> **WHAT TO WORK ON**
Can you copy out only the records from the line containing "Please mark the concrete" through the end of the records, replacing "instance" with "occurrence" and keeping everything else the same?

> **DATASET RECORDS**
** BEGIN **
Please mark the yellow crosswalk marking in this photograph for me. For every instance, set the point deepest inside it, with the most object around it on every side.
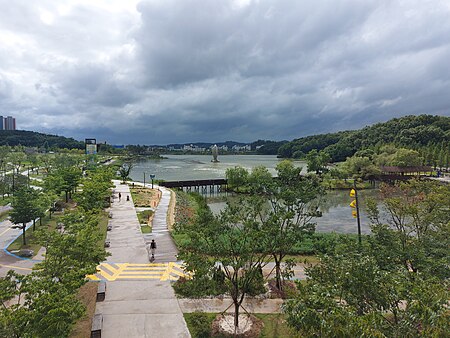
(162, 271)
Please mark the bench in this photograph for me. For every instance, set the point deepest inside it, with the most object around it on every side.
(97, 323)
(101, 291)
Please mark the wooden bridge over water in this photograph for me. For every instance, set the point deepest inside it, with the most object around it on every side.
(200, 186)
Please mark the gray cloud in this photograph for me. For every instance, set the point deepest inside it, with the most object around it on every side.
(168, 71)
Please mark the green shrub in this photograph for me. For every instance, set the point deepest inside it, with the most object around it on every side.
(199, 324)
(257, 286)
(144, 216)
(199, 286)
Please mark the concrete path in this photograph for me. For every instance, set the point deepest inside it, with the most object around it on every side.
(140, 307)
(166, 250)
(9, 261)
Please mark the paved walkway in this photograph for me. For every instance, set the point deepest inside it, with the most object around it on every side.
(138, 307)
(166, 250)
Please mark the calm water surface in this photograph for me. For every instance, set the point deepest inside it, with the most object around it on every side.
(335, 206)
(199, 167)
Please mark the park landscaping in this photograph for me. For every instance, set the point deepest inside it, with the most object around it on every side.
(71, 227)
(407, 248)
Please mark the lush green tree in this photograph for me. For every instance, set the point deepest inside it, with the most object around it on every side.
(350, 295)
(396, 284)
(230, 242)
(44, 303)
(95, 189)
(360, 168)
(124, 170)
(414, 229)
(406, 157)
(284, 207)
(63, 180)
(24, 208)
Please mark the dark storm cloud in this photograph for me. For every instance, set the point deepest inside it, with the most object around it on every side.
(169, 71)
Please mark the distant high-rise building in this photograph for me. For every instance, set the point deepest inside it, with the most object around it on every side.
** END **
> **WRITTEN SOLUTION**
Please mark the concrete path in this photograph for me. For every occurrence, set the point deepest inside it, with the most object around it on every side.
(140, 307)
(166, 250)
(9, 261)
Please mark the paved walkway in this photograph for me. For every occurrence, set the point deepest inside it, with the most object around it on every side.
(138, 307)
(166, 250)
Please mark the calm water surface in this photograph for me. For every occurrence, set the point deepest inside it, with the most object around it on every side.
(335, 206)
(199, 167)
Please mark the park landscaping in this photograph for me. For every occurrence, set the point deepest inside it, with the most object around it on every side.
(71, 227)
(407, 248)
Please mark the lush green tree in this photograph for me. For every occurrence, set the point deepest inside it, with the most object around it on every side.
(350, 295)
(396, 284)
(230, 242)
(44, 303)
(95, 189)
(360, 168)
(124, 170)
(414, 229)
(406, 157)
(284, 207)
(63, 180)
(24, 208)
Please mark the dark storm cloud in this photograph for me. For every occurrence, set the point deepest inside it, with the most object around it on every side.
(169, 71)
Please mark the distant high-rise building in this photograph for me. For every occurrence, set the point deepest inside it, with the most object around it on every side.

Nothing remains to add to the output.